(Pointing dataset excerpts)
※ ※ ※
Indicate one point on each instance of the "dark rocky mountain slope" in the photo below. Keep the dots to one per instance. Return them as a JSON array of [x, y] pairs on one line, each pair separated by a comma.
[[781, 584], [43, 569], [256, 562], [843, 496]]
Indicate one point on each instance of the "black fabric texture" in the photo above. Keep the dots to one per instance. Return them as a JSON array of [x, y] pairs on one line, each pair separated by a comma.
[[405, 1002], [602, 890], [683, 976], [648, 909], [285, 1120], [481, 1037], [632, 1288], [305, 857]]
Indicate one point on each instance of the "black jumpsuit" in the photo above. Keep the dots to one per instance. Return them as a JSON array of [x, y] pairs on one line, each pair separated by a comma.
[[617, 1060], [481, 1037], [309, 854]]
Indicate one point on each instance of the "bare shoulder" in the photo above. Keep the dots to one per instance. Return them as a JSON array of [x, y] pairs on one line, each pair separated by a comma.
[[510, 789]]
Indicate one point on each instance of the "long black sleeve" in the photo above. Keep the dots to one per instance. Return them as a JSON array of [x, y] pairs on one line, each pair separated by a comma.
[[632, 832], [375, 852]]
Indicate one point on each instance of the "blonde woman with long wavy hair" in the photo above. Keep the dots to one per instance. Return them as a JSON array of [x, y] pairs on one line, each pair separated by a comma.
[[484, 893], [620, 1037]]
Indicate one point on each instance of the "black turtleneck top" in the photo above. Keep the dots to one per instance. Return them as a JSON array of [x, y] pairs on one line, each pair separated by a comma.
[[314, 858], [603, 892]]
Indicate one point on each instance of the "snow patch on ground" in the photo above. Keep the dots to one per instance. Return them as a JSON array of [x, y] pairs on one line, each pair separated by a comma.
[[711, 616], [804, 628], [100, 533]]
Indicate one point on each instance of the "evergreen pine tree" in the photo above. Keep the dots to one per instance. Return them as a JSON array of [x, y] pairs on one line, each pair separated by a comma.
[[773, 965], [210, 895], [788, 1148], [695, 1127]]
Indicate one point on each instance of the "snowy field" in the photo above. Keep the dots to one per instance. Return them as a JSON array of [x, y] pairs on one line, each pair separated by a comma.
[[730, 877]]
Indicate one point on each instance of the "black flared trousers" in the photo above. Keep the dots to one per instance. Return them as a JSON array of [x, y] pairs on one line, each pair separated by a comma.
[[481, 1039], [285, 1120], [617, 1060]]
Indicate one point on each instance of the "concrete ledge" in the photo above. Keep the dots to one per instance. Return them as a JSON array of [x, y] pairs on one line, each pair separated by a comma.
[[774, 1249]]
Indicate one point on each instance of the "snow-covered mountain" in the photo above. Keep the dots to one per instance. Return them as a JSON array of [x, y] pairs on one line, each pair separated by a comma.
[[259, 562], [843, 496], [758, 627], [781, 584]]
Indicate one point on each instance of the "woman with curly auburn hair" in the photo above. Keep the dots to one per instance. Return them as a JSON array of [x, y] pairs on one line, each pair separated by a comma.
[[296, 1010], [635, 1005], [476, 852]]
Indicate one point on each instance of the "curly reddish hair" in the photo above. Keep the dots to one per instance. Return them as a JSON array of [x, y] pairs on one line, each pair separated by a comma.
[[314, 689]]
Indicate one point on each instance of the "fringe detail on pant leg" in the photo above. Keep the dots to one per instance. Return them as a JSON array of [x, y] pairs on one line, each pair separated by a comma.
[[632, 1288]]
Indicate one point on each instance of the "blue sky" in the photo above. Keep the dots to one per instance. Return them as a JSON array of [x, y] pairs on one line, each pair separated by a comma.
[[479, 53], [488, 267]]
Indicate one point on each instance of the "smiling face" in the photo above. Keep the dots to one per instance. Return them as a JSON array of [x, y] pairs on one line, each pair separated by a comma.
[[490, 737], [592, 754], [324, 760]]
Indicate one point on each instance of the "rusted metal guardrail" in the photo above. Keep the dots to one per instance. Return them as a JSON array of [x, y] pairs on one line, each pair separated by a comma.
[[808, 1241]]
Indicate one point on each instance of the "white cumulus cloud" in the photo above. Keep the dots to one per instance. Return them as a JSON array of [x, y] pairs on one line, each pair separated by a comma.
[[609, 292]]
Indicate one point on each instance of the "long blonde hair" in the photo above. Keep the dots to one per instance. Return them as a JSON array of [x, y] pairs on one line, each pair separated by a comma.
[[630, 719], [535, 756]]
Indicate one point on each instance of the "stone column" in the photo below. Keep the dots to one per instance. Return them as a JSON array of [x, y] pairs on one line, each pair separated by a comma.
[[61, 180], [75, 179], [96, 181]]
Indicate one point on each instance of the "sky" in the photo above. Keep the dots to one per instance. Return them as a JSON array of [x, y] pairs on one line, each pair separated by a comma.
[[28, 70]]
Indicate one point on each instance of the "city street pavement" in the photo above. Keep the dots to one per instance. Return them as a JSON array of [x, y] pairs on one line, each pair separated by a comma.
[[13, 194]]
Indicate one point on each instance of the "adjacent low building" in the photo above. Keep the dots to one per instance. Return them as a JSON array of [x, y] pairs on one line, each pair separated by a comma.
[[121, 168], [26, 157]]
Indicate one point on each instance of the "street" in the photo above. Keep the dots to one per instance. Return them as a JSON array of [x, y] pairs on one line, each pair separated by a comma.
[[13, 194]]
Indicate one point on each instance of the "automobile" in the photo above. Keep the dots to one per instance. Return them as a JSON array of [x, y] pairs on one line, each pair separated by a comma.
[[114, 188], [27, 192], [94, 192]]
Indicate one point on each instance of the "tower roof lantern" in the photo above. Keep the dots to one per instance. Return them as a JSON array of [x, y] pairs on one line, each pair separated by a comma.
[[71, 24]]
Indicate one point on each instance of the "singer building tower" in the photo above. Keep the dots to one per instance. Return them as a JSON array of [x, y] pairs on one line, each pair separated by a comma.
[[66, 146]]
※ ※ ※
REQUIREMENTS: Rewrite the listing with every "dots" replaced by "marks", leaving everything else unchanged.

ANSWER IN FULL:
Indicate one point on each instance of the "dark rocky mountain slope" in the photo below. Keep the marks to one per instance. Return them as a JSON array of [x, y] pairs on one line, each pair separated by a comma.
[[781, 584], [43, 569], [256, 562], [843, 496]]
Indicate one point on each instance of the "black fabric texture" in the photo above. Keep the marks to one per instance. Return them as a JSON array of [x, y] pairs on one line, each pair separated by a comma.
[[405, 1002], [602, 890], [683, 976], [648, 909], [285, 1120], [481, 1037], [632, 1288], [305, 857]]
Indicate one point on each instance of the "black jumpsuit" in the photo above. Keep the marks to one per instance. Return them as a JSON array of [x, y] pairs on one line, each pair separated by a comma.
[[617, 1060], [481, 1037], [309, 854]]
Indicate one point on each instance of the "bare shoulder" in the photo above. Keep the marks to one per instance. Return them as a JSON array of [x, y] pairs on one line, each pair separated by a comma.
[[510, 789]]
Indicate one point on each instance of the "long black sleeve" in the photo above. Keep the marks to one per instance. Return them as a JSON array of [x, y] pairs on one line, each pair separated by a comma.
[[632, 832], [375, 852]]
Indicate one point on each instance of the "blonde woman with long wavy hair" in the photo above. Keep the marks to one per instance. Return them as a JSON array of [x, y] pairs on one line, each pair separated by a comma.
[[484, 893], [620, 1037]]
Indicate one point on each instance of the "black turtleneck top" in the photo above. Keep the marks to one per instance. Return them as a JSON array of [x, y] pairs on one line, each pair separated by a comma.
[[314, 858], [603, 892]]
Indicate one point on each instance of the "snow patch on ground" in the photo above. Keep the marks to one per instance. Return them as a JSON array of [x, y] pairs on one line, each pair separated by a comma.
[[711, 616], [804, 628], [100, 533]]
Indicate one point on each instance of the "evergreen pine tree" in the photo above. Keep the marks to one per instance. Return them as a JSON array of [x, y] pairs on one line, each pair separated by a comma.
[[773, 965], [210, 895], [788, 1148], [695, 1127]]
Indicate one point on each instance of the "snowy field" in the photo above. Keep the marks to one per instance. Return them as a JSON array of [x, y] pairs on one line, each pair separated by a comma.
[[730, 877]]
Indicate one point on each instance of the "black flared trousers" in the photo above. Keep the marks to one per instance. Return them as a JSON array of [x, y] pairs on one line, each pair separated by a comma.
[[481, 1039], [285, 1120], [617, 1060]]
Indicate one point on each instance of the "concrete ledge" in the photo above. Keep the marks to one per instance. Return them as a JSON array of [x, y] pairs on one line, each pair separated by a comma.
[[774, 1249]]
Indicate one point on each instance of the "snow-covered mountain" in the photo above. Keep the marks to one per instance. Return them as a JSON array of [x, y] pairs on one line, each pair separated by a comma.
[[259, 562], [843, 496], [758, 627], [781, 584]]
Indicate one point on each instance of the "woman with curly auburn hair" in the photo above. Keep the marks to one per instance. Return them as a JSON array of [x, y] pairs on one line, each pair separated by a comma.
[[296, 1010], [635, 1005], [476, 852]]
Indicate one point on each instance of the "curly reddish hair" in the photo above. Keep the marks to one per instance. Return them as a JSON array of [x, y] pairs on one line, each pair separated by a comma.
[[314, 689]]
Indicate one point on each instance of the "fringe detail on pant leg" in the photo above. Keep the marks to one per instance. Return them as a JSON array of [x, y] pairs on one line, each pair separated by a comma.
[[632, 1288]]
Indicate one point on each instance of the "blue sky" in the photo above. Keep the marks to one per instance. Return them as a JSON array of [x, y] pairs on one line, each pair separated by a comma.
[[479, 53], [488, 267]]
Indicate one point on each instance of the "smiling face" in the photo above. Keep the marks to one per instance. Return them as a JSON array of [x, y] pairs on one line, each pair separated by a comma.
[[490, 737], [592, 754], [324, 760]]
Indicate one point on each instance of the "rusted metal guardrail" in the photo above. Keep the marks to one per instance. Return them as a JSON array of [x, y] pairs on one line, each pair separated by a comma.
[[808, 1241]]
Indicate one point on each instance of the "white cumulus cloud" in the photo above. Keep the marks to one per instance. Return them as a JSON array of [x, y] pairs on one line, each pair separated by a comma.
[[609, 292]]
Indicate one point on each instance of the "long blonde hair" in the photo above. Keep the marks to one per instance. Return them as a JSON array of [x, y] pairs on one line, each pair separated by a comma.
[[630, 719], [535, 756]]
Indicate one point on each instance of the "stone column" in the photo below. Keep the marks to one per instance. Return them as a JSON array of [x, y] pairs on one line, each pair separated by a comma.
[[61, 180], [75, 179], [96, 181]]
Indicate one point on each instance of the "sky" in the photo above. Keep the marks to one per instance. Return them as a JSON array of [x, y] pairs on one line, each pair separated by a comma.
[[28, 70]]
Indicate one point on each instance of the "city street pavement" in the photo above. Keep the marks to one per instance. Return them as a JSON array of [x, y] pairs on one line, each pair separated by a comma.
[[13, 194]]
Indicate one point on each instance of the "adjacent low building" in the photo above. Keep the marks to one per instance. Return them as a JSON array of [x, y] pairs on one line, each pair separated by a comma.
[[121, 168], [26, 157]]
Indicate one point on each instance of the "street" in the photo above. Keep the marks to one per instance. Return them as a JSON array of [x, y] pairs on one line, each pair separated by a comma.
[[13, 194]]
Indicate one point on each instance of the "automobile" in the photo above. Keep the marks to one per instance. Return them as a JSON array of [x, y] pairs on one line, each pair separated by a comma.
[[114, 188], [27, 192], [94, 192]]
Indicate one point on each instance of the "tower roof lantern" in the photo above. Keep the marks to one per instance. Return them as a JSON array of [x, y] pairs on one line, each pair separated by a comma.
[[71, 24]]
Indicate one point on each instance of the "singer building tower" in the photo above. Keep the marks to one per instance. Return them as a JSON array of [x, y] pairs on one line, each pair separated by a comma.
[[66, 146]]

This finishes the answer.